### Task prompt
Everything from the line containing "Annotation task — pin every instance of the player's right arm" through the last line of the records must be returned verbatim, and nothing outside that range.

### Data
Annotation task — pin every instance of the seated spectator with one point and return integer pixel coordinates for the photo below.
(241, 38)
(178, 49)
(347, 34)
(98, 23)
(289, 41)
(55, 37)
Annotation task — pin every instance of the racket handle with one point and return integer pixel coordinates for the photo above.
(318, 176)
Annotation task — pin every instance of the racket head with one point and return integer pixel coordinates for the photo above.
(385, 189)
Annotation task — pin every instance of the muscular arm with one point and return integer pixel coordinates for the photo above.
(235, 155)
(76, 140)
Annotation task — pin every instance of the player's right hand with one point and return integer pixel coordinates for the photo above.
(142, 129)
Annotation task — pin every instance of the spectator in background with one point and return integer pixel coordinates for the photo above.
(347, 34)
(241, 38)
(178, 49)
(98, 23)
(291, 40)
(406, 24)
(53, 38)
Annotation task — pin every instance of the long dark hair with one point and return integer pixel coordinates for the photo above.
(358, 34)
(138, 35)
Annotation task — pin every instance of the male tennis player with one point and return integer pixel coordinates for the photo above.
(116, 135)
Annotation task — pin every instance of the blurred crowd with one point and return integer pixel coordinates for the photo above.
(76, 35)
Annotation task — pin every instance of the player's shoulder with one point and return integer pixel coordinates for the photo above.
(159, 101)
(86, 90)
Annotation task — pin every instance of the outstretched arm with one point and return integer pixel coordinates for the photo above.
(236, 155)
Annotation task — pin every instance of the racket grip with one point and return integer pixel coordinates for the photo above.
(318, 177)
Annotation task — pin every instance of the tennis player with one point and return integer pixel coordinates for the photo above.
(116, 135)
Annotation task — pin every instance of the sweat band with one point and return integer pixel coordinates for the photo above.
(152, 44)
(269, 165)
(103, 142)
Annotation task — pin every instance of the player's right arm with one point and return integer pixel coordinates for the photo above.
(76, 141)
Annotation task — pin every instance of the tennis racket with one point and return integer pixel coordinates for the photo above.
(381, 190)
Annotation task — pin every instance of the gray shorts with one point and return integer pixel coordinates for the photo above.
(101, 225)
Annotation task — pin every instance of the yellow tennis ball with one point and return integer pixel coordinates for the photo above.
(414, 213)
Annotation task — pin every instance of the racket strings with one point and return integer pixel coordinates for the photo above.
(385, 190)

### Solution to the exercise
Annotation task — pin every instance of the player's right arm with one point and return integer pixel coordinates for the photo above.
(76, 141)
Annotation task — pin every instance of the tennis racket with one point and return integer pixel coordinates for the photo above.
(381, 190)
Annotation task — pin every instance of the gray shorts with one point and return integer pixel coordinates for the photo above.
(101, 225)
Annotation task — pin every instance of the yellow tennis ball with one point and return integer pixel coordinates for the photo above.
(414, 213)
Annotation task — pin every instance of the racket strings with one point and return integer pixel coordinates for the photo above.
(385, 190)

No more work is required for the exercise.